═════ Extracted material ═════

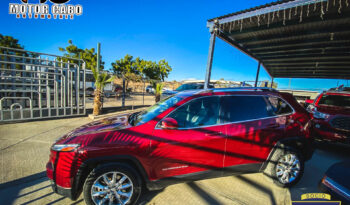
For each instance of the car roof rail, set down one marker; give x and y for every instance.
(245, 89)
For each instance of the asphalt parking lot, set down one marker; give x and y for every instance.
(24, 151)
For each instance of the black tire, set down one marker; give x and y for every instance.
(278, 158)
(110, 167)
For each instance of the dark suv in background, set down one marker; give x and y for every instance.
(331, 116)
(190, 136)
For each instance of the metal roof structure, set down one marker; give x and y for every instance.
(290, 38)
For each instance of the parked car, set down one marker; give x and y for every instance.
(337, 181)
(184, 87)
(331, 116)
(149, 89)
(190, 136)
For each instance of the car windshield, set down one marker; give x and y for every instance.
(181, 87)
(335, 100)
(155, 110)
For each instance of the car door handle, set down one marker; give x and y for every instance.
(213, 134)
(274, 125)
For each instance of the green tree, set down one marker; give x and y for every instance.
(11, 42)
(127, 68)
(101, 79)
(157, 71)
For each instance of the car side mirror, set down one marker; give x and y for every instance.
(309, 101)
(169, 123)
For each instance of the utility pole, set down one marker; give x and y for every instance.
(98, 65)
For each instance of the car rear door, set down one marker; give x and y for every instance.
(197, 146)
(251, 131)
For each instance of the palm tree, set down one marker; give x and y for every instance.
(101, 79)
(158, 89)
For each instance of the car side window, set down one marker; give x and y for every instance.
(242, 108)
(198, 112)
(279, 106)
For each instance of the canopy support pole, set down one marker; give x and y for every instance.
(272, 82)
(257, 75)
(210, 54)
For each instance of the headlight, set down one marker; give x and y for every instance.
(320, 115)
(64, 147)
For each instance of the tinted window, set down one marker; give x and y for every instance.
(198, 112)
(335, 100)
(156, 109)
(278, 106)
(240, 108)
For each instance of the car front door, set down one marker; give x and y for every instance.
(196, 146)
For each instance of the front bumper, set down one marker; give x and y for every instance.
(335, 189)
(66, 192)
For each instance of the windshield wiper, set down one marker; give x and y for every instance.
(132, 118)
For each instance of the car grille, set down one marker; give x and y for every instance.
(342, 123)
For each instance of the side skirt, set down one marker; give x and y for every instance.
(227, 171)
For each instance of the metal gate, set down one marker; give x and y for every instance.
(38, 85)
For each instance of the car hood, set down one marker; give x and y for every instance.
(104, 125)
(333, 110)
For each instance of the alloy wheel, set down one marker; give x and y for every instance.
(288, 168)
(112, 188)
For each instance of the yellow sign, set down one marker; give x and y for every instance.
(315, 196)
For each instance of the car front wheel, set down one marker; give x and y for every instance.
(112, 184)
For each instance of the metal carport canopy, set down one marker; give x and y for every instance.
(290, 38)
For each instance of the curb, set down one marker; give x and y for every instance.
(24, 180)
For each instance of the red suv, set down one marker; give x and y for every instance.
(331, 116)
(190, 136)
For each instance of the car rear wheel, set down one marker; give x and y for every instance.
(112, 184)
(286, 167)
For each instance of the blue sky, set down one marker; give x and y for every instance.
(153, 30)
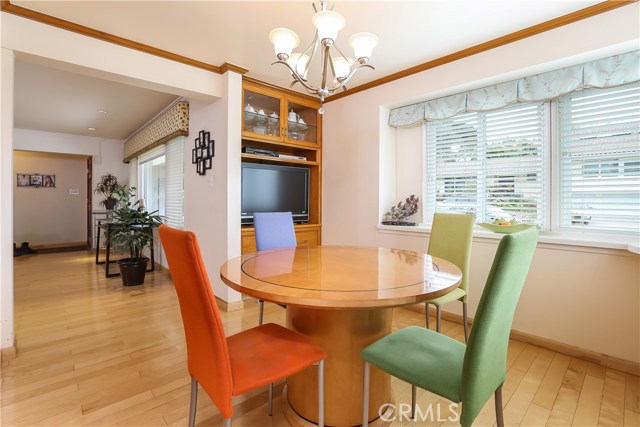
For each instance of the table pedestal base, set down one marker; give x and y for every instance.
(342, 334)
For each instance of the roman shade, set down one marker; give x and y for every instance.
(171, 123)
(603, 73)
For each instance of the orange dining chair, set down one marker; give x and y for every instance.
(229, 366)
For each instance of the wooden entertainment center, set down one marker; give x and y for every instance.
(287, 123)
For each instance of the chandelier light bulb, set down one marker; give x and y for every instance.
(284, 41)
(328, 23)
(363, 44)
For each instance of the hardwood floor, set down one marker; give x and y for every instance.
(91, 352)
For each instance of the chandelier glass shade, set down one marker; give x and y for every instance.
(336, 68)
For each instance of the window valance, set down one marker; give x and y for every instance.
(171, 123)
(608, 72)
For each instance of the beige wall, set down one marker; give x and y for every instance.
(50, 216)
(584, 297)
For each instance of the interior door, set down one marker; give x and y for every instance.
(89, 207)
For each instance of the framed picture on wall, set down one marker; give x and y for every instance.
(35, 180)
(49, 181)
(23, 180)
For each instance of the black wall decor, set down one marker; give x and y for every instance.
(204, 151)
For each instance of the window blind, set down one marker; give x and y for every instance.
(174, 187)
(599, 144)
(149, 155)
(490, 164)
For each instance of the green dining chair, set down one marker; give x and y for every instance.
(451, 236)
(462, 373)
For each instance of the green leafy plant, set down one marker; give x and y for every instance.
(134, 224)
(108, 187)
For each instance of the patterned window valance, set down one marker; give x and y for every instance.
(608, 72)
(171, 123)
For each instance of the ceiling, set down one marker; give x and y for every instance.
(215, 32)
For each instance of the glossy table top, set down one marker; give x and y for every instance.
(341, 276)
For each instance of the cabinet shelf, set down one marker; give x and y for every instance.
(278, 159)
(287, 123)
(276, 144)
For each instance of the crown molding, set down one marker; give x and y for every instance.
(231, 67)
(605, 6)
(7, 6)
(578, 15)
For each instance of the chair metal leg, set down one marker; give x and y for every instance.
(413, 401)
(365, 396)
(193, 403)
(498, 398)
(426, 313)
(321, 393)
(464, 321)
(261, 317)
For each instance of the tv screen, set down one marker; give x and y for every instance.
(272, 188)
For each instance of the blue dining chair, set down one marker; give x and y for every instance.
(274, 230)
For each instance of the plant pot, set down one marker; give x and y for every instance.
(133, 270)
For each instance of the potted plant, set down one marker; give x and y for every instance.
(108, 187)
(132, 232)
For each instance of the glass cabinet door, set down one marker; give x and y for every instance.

═════

◆ What the exercise asks
Word for word, repeat all the data, but not its images.

◆ Output for this exercise
For each instance of the car roof rail, set down one marker; give x and y for every instance.
(245, 89)
For each instance of the asphalt parking lot, set down one marker; give x and y for every instance.
(24, 151)
For each instance of the black tire, set down one marker; give x and y for every instance.
(278, 158)
(110, 167)
For each instance of the dark suv in background, set down one marker; give x and y for every instance.
(331, 116)
(190, 136)
For each instance of the metal roof structure, set down one marker; give x and y for every instance.
(290, 38)
For each instance of the parked car, set down one marker; give x and y for every instance.
(337, 181)
(184, 87)
(331, 116)
(149, 89)
(190, 136)
For each instance of the car windshield, set down one marker; give x and y for every instance.
(181, 87)
(335, 100)
(155, 110)
For each instance of the car door handle, set down one marker; give x and y for every instance.
(213, 134)
(274, 125)
For each instance of the green tree, set down one marker; give x and y for every instance.
(11, 42)
(127, 68)
(101, 79)
(157, 71)
For each instance of the car side mirror, set down one marker; give x and y for every instance.
(309, 101)
(169, 123)
For each instance of the utility pole, set down one marker; give x and y for every instance.
(98, 65)
For each instance of the car rear door, set down one marker; give x and y for every instance.
(197, 146)
(251, 131)
For each instance of the palm tree, set down one marker; give x and y for every instance.
(101, 79)
(158, 89)
For each instance of the car side window, set down one marker; give x and y for every instance.
(242, 108)
(198, 112)
(279, 106)
For each instance of the canopy support pole, set down one marker; give x and y for every instance.
(272, 82)
(257, 75)
(210, 54)
For each instance of the headlight, set down one marker; give x and y for every instance.
(320, 115)
(64, 147)
For each instance of the tinted window, set down one marker; give x and y for every instance.
(198, 112)
(335, 100)
(156, 109)
(278, 106)
(240, 108)
For each instance of the car front door, set down one marker; give x and y for every instance.
(196, 146)
For each instance of the front bumper, set down one marker; give x and y for every instance.
(335, 189)
(66, 192)
For each instance of the windshield wiper, set down one marker; give x and y for every instance.
(132, 118)
For each instance of the car grille, set down one marker; give x and y for every instance.
(342, 123)
For each instance of the side skirt, set down one marker; give x and y for every instance.
(227, 171)
For each instance of the metal gate, set down one marker; give x and y for every instance.
(38, 85)
For each instance of the car hood, set down one marker; give x and y for every instance.
(104, 125)
(333, 110)
For each instance of the alloy wheel, set down one marker; give x and y for every instance.
(288, 168)
(112, 188)
For each instance of the yellow sign, set down one marker; give x and y for every instance.
(315, 196)
For each instance of the car front wheel, set down one marker; give x and y for every instance.
(112, 184)
For each instance of the metal carport canopy, set down one marker; give x and y for every instance.
(290, 38)
For each instance of the curb, set down one marker; give x and y for every instance.
(24, 180)
For each instance of the red suv, set down one marker; give x and y for every instance.
(331, 116)
(190, 136)
For each instance of the car rear wheel, set down one marker; give x and y for every instance.
(112, 184)
(286, 167)
For each instance of the blue sky, set down one marker; give x and y for every instance.
(153, 30)
For each instance of the table pedestal base, set down one marker; give x and y for every instance.
(342, 334)
For each instance of the roman shade, set down one marker; give x and y for every instance.
(171, 123)
(603, 73)
For each instance of the orange dining chair, set down one marker; give x and y for every instance.
(229, 366)
For each instance of the wooden entertainment center, set down one marker; give x and y for every instance.
(287, 123)
For each instance of the chandelier light bulb, set down one marker; give x and y for every instance.
(284, 41)
(328, 23)
(363, 44)
For each instance of the hardwood floor, set down one marker; give x and y for every instance.
(91, 352)
For each instance of the chandelier glass shade, set down one marker; give x and y for every instance.
(336, 68)
For each instance of the window valance, set down one marker; give x and y for every instance.
(171, 123)
(608, 72)
For each instance of the beige wall, set down one marker; give x and y for every instance.
(50, 216)
(584, 297)
For each instance of the interior door, set down one marker; give x and y for every instance.
(89, 207)
For each instance of the framed picture on wall, set down one marker; give x and y for every instance.
(35, 180)
(49, 181)
(23, 180)
For each instance of the black wall decor, set down one marker; give x and y for every instance.
(204, 151)
For each instance of the window blind, set down one marker; give x and y for every instance.
(174, 187)
(599, 144)
(149, 155)
(490, 164)
For each instance of the green dining chair, set down one marker; give x and y for every instance.
(451, 236)
(462, 373)
For each instance of the green leafy plant, set down one marker; give x and y for every instance.
(134, 224)
(108, 187)
For each instance of the patterned window valance, set down one marker; give x and y for every instance.
(608, 72)
(171, 123)
For each instance of the ceiling, set down one marker; give x and y for every instance.
(215, 32)
For each instance of the glossy table top, set down one marker; give x and y for every instance.
(341, 276)
For each instance of the cabinet shelf, set down one marker; give x and y for every instance.
(278, 159)
(287, 123)
(276, 144)
For each instance of the crown molding, set down one marker; give x and y for every instance.
(231, 67)
(605, 6)
(7, 6)
(578, 15)
For each instance of the chair metal leg, set down one marker; give x and y for every instance.
(413, 401)
(365, 396)
(193, 403)
(498, 398)
(426, 313)
(321, 393)
(464, 321)
(261, 317)
For each instance of the tv screen, set down one marker; give x and y for every instance.
(272, 188)
For each instance of the blue dining chair, set down one marker; give x and y for every instance.
(274, 230)
For each instance of the plant pot, set down one marker; give x and y for every instance.
(133, 270)
For each instance of the potted plant, set down one marker; give x and y for every instance.
(108, 187)
(132, 232)
For each instance of the glass cabinet door, set down one marker; give x and y for every instance.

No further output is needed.